[Material to process Boundary: Start]

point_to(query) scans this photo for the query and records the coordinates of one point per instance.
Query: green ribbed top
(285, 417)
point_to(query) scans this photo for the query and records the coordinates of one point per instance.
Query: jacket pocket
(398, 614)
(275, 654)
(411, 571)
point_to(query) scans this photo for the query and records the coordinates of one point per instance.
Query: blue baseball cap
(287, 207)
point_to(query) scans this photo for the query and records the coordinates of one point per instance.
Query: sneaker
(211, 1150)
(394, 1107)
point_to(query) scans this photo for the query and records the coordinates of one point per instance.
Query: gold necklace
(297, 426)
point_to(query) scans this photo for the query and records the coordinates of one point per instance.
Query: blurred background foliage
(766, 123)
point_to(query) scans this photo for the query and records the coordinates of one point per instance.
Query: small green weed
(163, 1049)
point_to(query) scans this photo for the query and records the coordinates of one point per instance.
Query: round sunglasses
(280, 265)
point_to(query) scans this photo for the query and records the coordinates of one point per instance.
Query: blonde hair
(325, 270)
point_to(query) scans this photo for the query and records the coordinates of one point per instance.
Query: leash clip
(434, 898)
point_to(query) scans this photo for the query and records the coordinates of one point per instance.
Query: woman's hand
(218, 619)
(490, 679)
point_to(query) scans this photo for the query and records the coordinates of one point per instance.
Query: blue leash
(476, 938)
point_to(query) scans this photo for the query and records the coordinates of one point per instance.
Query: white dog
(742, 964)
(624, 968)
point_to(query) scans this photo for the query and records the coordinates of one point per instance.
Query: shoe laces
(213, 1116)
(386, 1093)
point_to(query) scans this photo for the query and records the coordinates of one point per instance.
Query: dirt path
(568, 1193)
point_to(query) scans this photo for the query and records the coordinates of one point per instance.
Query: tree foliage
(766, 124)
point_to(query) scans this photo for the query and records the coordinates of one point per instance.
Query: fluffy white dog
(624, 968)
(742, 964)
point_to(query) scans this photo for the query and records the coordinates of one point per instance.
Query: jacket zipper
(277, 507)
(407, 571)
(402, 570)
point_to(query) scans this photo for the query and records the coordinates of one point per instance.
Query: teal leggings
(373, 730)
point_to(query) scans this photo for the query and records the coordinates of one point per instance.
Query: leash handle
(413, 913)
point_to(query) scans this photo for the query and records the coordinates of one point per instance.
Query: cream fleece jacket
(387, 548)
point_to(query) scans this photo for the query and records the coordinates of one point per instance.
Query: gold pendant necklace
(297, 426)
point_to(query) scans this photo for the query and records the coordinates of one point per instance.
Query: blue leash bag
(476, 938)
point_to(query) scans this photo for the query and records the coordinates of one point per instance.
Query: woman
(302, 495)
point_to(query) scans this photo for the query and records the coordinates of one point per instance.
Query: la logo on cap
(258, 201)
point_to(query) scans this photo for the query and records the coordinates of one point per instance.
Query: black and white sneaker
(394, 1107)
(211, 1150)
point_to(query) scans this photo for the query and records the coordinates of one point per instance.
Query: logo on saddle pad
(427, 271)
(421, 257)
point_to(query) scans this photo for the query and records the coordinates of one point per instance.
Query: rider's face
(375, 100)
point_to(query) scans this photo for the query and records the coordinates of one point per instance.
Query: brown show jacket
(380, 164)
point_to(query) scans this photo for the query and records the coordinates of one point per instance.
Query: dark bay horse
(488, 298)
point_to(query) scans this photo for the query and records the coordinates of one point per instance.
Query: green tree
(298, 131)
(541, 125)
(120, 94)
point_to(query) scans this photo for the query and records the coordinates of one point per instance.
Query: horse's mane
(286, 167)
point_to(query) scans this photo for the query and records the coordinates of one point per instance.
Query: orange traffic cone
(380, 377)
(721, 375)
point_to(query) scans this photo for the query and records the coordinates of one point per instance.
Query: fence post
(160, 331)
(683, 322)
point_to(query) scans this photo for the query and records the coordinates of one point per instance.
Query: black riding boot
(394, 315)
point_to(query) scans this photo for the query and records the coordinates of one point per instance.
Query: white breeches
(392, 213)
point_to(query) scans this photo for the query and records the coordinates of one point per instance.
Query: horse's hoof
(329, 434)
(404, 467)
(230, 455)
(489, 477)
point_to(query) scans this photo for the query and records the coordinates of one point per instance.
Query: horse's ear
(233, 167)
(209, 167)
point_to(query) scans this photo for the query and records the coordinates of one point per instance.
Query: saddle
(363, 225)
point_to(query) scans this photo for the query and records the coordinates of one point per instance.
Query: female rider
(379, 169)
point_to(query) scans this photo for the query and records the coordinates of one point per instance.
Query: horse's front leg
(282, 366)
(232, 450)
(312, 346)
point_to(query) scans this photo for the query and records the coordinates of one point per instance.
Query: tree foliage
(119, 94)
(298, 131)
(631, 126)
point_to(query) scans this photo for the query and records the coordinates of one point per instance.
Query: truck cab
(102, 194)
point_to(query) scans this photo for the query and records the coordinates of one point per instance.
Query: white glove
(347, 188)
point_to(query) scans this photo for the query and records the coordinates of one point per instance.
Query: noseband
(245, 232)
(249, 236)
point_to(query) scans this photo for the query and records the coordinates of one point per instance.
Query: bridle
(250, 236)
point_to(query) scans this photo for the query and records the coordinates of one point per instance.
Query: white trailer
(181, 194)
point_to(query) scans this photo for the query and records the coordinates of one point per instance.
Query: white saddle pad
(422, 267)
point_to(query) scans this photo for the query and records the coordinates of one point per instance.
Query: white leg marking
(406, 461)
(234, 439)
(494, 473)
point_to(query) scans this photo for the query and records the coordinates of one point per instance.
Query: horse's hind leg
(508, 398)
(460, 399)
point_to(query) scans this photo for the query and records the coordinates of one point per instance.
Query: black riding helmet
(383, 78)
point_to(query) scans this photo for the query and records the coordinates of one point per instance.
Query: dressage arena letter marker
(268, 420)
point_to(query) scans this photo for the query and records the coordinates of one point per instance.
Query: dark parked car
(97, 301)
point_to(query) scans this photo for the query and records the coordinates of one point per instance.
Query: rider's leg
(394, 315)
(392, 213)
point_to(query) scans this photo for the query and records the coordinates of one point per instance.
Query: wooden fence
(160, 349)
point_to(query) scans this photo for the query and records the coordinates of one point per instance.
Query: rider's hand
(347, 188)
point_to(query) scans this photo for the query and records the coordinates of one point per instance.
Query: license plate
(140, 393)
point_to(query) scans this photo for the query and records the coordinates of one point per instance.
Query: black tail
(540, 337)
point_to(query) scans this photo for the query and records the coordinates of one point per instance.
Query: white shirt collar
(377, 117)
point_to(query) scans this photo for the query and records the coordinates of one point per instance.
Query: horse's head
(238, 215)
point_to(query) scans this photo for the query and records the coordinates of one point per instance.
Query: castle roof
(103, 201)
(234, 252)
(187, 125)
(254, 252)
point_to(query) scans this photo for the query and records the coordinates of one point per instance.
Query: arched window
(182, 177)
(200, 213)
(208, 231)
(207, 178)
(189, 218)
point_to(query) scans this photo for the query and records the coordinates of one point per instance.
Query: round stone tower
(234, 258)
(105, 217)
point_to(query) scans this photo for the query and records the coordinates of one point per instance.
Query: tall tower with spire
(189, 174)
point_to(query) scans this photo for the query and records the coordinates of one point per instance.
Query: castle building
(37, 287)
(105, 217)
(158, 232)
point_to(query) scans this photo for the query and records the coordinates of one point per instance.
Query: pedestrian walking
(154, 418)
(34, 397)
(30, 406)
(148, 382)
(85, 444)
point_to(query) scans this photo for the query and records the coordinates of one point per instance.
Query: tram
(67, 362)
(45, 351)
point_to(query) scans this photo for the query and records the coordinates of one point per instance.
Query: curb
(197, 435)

[Material to process Boundary: End]

Problem description
Write out, exactly as shown, only the lines running from the one that contains "Query: pedestrian walking" to the last line above.

Result of this task
Query: pedestrian walking
(154, 418)
(34, 397)
(30, 406)
(148, 382)
(85, 444)
point_to(query) scans this photo for the query and records the coordinates of one point per instance.
Query: tram
(67, 362)
(45, 351)
point_to(query) scans this photo for the query and records the coordinates of one point per instance.
Query: curb
(197, 435)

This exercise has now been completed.